◆ Task prompt ◆
Retype, character for character, everything from the first of the lines below down to and including the one that contains "(0, 232), (171, 277)".
##### Given records #####
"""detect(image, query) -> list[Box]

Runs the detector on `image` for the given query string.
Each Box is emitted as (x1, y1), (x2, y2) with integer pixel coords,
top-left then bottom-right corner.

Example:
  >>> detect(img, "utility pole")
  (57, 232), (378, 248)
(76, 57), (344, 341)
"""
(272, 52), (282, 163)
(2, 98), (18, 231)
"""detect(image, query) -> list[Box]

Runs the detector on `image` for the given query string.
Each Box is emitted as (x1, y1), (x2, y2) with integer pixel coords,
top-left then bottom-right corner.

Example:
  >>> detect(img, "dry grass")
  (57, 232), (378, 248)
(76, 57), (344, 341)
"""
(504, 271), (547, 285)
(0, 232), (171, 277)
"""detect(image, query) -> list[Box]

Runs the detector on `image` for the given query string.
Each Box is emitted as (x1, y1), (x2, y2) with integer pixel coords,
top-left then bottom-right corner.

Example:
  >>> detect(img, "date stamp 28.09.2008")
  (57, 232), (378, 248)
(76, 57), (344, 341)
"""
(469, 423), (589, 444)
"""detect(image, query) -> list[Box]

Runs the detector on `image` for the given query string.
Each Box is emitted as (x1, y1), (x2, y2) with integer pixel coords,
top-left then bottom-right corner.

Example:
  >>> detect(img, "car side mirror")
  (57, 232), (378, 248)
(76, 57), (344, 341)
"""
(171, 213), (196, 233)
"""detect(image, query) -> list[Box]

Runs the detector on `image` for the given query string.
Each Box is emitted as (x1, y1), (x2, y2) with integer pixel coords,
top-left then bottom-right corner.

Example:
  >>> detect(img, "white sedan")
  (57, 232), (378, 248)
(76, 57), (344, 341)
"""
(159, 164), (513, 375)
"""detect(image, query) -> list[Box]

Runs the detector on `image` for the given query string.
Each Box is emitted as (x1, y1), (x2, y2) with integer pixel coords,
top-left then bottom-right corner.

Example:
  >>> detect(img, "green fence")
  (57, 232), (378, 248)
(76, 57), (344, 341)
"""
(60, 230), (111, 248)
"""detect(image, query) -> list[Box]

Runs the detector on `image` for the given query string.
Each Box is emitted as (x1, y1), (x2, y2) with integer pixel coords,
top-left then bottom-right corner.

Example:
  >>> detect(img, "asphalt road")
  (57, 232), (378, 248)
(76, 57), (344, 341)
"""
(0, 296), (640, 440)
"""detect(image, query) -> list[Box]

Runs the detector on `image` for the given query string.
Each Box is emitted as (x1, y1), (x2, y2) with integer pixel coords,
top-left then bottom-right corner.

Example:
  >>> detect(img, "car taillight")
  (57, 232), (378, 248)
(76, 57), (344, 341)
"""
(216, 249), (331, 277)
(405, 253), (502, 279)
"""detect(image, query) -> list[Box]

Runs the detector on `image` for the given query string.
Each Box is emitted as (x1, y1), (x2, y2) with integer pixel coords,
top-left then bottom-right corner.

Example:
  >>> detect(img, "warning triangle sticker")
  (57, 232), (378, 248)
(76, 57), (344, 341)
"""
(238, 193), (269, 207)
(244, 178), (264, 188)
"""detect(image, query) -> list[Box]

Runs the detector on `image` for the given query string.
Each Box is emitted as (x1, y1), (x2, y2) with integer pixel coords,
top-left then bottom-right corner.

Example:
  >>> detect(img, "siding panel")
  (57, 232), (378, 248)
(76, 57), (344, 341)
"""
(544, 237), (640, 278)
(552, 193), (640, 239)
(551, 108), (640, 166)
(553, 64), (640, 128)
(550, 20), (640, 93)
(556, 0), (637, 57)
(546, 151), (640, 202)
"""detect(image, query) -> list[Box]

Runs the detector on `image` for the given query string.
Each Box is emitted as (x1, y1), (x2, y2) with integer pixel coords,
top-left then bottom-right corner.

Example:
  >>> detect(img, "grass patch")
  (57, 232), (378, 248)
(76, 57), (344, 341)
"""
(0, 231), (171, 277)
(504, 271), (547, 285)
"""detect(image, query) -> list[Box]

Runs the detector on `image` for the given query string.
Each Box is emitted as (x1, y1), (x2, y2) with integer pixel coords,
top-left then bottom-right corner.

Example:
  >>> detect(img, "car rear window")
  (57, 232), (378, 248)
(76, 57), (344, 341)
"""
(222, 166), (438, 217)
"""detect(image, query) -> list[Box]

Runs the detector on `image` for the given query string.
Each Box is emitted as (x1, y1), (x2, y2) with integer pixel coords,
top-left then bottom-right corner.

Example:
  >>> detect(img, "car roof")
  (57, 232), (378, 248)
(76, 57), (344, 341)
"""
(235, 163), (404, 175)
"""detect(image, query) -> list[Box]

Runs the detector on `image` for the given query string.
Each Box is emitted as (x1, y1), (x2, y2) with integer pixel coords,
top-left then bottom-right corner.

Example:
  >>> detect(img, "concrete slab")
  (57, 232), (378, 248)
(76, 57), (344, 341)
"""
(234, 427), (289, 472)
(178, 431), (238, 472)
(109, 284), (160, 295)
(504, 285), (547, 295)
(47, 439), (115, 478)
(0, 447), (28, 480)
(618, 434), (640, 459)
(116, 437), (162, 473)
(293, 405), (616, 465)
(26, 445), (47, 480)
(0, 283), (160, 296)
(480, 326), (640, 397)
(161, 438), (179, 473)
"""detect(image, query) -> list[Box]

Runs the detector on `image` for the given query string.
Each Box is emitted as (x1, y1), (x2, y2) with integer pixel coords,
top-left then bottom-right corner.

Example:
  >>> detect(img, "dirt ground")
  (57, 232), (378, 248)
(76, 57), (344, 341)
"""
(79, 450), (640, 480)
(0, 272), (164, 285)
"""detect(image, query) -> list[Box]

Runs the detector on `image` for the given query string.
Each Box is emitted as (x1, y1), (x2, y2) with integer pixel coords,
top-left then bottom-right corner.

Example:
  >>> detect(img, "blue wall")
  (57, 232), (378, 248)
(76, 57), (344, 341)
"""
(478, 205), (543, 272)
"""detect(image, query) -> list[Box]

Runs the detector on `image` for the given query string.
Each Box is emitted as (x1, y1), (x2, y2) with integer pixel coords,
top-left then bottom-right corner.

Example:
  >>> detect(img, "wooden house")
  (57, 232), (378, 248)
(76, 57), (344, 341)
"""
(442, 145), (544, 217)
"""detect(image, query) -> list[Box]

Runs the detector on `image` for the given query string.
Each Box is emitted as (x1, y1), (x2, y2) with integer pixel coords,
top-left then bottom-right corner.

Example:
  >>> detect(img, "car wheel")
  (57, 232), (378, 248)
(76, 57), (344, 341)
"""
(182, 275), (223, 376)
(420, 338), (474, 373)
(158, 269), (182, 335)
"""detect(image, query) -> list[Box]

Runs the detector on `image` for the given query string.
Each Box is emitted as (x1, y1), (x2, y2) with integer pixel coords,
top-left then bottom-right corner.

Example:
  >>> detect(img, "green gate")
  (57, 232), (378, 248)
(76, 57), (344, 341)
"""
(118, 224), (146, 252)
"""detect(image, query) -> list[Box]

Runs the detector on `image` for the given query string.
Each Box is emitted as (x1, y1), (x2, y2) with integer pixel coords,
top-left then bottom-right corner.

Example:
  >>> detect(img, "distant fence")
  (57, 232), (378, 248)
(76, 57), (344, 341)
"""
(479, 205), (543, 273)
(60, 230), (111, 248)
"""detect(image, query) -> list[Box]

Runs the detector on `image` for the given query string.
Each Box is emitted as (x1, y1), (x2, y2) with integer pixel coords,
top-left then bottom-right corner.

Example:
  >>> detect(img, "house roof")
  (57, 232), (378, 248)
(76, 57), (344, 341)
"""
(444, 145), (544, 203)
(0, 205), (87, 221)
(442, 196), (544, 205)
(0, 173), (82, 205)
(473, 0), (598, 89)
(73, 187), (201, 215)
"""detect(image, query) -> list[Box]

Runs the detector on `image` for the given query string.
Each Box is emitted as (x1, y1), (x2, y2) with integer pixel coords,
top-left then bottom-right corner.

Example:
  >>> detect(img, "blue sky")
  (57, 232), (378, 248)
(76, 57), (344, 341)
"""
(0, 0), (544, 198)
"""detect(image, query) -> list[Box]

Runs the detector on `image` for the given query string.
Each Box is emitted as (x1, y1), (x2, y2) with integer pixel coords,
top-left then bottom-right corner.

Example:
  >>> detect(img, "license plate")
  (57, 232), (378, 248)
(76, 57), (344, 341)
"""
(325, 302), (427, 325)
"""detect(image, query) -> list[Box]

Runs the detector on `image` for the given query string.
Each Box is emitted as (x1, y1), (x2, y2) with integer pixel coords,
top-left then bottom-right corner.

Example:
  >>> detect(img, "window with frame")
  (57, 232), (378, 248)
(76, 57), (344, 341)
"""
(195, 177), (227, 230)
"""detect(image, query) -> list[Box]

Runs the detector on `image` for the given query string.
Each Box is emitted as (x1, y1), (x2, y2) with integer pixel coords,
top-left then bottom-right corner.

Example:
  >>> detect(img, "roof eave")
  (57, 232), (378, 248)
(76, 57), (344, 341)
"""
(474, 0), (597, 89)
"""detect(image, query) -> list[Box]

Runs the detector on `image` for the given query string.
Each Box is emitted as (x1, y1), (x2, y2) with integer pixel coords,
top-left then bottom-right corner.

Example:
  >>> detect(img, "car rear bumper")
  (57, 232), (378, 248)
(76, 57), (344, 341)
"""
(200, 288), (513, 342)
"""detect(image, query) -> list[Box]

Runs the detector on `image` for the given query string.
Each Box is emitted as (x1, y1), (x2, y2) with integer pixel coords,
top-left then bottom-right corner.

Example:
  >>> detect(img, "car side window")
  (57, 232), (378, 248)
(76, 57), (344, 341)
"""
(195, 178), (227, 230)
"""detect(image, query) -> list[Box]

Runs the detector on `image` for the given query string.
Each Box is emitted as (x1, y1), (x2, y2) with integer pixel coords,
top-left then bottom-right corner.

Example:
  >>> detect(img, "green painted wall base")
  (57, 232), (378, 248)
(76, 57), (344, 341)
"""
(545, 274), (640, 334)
#####
◆ Complete response ◆
"""detect(image, query) -> list[Box]

Runs the detector on `image` for the given query string.
Each Box is emitted as (x1, y1), (x2, y2) with integer pixel coords,
top-left then bottom-right corner.

Example:
  >>> detect(img, "utility pole")
  (57, 232), (378, 248)
(76, 57), (344, 341)
"""
(272, 52), (282, 163)
(2, 98), (18, 231)
"""detect(image, query) -> list[Box]

Runs the detector on `image` for the given query string.
Each Box is emitted as (x1, y1), (x2, y2) with integer pixel coords,
top-left then bottom-right corner.

Example:
  >>> detect(img, "dry grass")
  (57, 232), (378, 248)
(76, 57), (344, 341)
"""
(504, 271), (547, 285)
(0, 232), (171, 277)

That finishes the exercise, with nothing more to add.